#### Given data:
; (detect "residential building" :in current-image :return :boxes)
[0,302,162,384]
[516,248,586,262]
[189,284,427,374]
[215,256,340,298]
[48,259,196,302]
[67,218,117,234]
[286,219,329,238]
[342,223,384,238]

#### Exercise description:
Write out every entry above again, line for line and character for character, with nothing changed.

#### Right answer:
; (detect "residential building" :in current-image :return :boxes)
[0,302,162,384]
[516,248,586,262]
[189,284,427,374]
[215,256,340,298]
[48,259,196,302]
[67,218,117,234]
[286,219,329,238]
[342,223,384,238]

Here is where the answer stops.